**Supplied passage**
>>

Why Jeanne Dielman is Best Film of All Time ?



This genuinely outstanding event is both gratifying and unexpected : finally a contemplative film makes the top10 of a worldwide poll, not only that, but is crowned at the number one spot. 

Is it because the director, Chantal Akerman, is a woman ? Is it because she passed away recently ? Is it because she's Belgian ? Is it because her masterpiece is more widely available to be seen and watched by many ? Is it because of the additional voters bringing new blood ? Is it because they fired up the vote to bring diversity in a dusty, old-regime canon ? Who knows ? Maybe it's just the greatest film ever made in film history... so far.

The prime achievement here is that a majority of voters actually watched it (albeit on a smaller screen unfortunately I assume), AND, the second achievement, is that they didn't dislike it... They didn't walk out on it, they didn't feel bored, they didn't feel like eating brocoli (see The Dan Kois Syndrome), they didn't feel left out, or feel like a philistine (see Slow Film, Easy Life), in fact they enjoyed it (or admired it) so much that it was worthy of a coveted slot on a Top10.

All this is new, and a welcome change in the cinephile community : the most consensual choice (the one film found on most ballots) was not Neorealismo (Bicycle Thieves), not an American epic biopic (Citizen Kane), not an American suspense thriller (Vertigo), but a niche artfilm, experimental, overlong, and contemplative at that (not much dialog, no dramatic arc, slow and alienating ; see Technical Minimum Profile). An elitist opus instead of a feel-good crowd pleaser. Which means, Contemplative Cinema is no longer snob, it is now part of the zeitgeist, a beacon of contemplative greatness (at least for this unique film) in an abyss of classical (and modernist) narration.

It has been a long time coming for this 1975 masterpiece... Wasn't it greater than Citizen Kane back then in 1982, or was it the panel of voters who was classicist minded? How come a film takes 50 years and 5 decennial polls to get recognized by critics, while this time around 5 or 3 years old films are welcome without any test of time ??? Again the reason is the voters mentality going in the voting booth. We could also blame the breath of title releases in the voters respective country, explaining why it took Ozu's Tokyo Story and Jeanne Dielman so long to feature in the top10 where they belonged since their premiere.

<<

**Data excerpts**
>>

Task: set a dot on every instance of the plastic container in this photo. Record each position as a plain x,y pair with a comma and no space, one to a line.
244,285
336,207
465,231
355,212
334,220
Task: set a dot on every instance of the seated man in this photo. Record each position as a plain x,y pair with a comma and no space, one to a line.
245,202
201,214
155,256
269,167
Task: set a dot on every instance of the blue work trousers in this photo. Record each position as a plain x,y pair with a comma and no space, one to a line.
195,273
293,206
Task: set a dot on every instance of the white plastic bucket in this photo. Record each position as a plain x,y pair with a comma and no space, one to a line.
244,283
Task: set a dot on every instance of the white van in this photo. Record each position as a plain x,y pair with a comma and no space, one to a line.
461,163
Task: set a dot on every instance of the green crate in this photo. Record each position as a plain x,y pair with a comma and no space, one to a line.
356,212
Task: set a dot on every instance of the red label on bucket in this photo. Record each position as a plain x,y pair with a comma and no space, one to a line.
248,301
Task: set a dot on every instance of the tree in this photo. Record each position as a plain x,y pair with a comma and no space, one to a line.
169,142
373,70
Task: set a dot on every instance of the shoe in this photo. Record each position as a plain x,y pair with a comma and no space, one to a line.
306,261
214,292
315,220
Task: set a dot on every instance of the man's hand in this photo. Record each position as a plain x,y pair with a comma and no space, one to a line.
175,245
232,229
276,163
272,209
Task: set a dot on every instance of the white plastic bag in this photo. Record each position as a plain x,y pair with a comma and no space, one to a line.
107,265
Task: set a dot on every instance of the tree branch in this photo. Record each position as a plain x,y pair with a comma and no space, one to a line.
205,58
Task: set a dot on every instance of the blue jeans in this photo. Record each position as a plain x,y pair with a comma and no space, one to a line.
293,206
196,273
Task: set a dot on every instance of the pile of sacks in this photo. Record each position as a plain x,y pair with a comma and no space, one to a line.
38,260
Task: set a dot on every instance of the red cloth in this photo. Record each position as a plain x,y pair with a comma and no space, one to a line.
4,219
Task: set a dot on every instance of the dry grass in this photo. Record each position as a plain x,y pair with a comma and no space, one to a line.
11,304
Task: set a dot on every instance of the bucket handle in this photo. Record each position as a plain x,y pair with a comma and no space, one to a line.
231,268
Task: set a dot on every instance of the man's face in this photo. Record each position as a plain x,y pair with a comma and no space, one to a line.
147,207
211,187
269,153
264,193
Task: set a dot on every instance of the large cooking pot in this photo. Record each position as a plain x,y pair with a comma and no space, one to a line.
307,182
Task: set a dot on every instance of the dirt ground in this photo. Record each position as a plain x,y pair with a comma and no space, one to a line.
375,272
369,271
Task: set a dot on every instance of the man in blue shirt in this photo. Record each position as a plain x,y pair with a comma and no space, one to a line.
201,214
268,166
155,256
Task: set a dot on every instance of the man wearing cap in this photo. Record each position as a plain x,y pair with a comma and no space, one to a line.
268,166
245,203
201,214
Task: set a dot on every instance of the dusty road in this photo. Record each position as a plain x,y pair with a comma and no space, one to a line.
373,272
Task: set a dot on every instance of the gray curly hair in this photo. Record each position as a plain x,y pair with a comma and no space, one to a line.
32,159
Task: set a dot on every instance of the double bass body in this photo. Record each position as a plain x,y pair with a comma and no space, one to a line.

<<

**Brief A**
Please answer these questions about the Jeanne Dielman article:
(i) What nationality does it give for the director?
(ii) Which film does it call an American suspense thriller?
(iii) Which Ozu film does it say took a long time to reach the top10?
**Brief B**
Carry the Jeanne Dielman article forward from its final sentence.

**Task response A**
(i) Belgian
(ii) Vertigo
(iii) Tokyo Story

**Task response B**
I am happy for Akerman's prodigy ultimately meets critical acclaim and embraces popularity to this extent. Not with one of her more entertaining comedies (Golden Eighties...), but with one of her most ascetic and demanding creation. (Her 1976 News From Home is also featured in the top100 canon, ranking 52 !) She deserves all the recognition, for these two films, for her œuvre. It is just very sad that this belated consecration only happens after her premature passing (October 5th 2015)... 

The film criticism (or film academia) culture is ready for a change of taste. They allow a Contemplative film (one of its very prototypes in 1975) to brush off with the greats and trample the likes of Hitchcock, Welles, Kubrick... And "Slow Cinema" in general, with Tokyo Story at #4, In The Mood For Love at #5, 2001 a Space Odyssey at #6, Beau Travail at #7 (films not strictly Contemplative for an abuse of music, dialogue and drama), packs half of this perennial TOP10. And more globally, they welcome newer films, atypical and challenging, because the canon must reflect the raising level of cinema greatness beyond the classicist age.

Jeanne Dielman, 23 quai du Commerce, 1080 Bruxelles, IS now (for the next decade at the very least) the gold standard of cinema. Film schools everywhere will teach the wonders of plotlessness, film syllabus will include slowness, more film crews will adopt wordlessness, and festivals will continue to admit alienation on screens and to engrave trophies. Last decade was the era of detractors, grumpy and bored. Maybe we'll enjoy a respite until 2032, as Contemplation has its foul-proof argument cut out if its legitimacy was to be questionned... 

As much as this triumph serves the cause of Contemplative Cinema around the world, I doubt the shaken canon is any more representative now than before of the true masters of cinema history. At least, there is room for improvement still, in both directions. Towards more diversity sure (carefully selected panel of diverse and representative voters, less Anglo-American centric cohort, younger blood, TOP20 ballots...), but also towards more rigor (moratorium on decade-old entries, halt to personal favourites or diversity-sake mix-up, less voters, strictly cinephile voters, voters who have seen enough of cinema history, silent, classical and contemporary world cinema...). 

If the canon isn't diverse or representative, it is because Cinema history, so far, hasn't been that (but dominated by older white males from the USA and France... both as filmmakers and critics/scholars). Thus the canon must reflect reality, because it is a mirror not a wishful thinking. We deserve a bad canon, and must take responsability for it, because Cinema History was biased and unilateral. This is exactly because we can witness a posteriori the publication of a narrow-minded canon, that the voters may choose in good conscience to be more representative on their next ballot, and more importantly to break the glass ceiling for women and minorities in the industry itself (where they will make history count for future canons).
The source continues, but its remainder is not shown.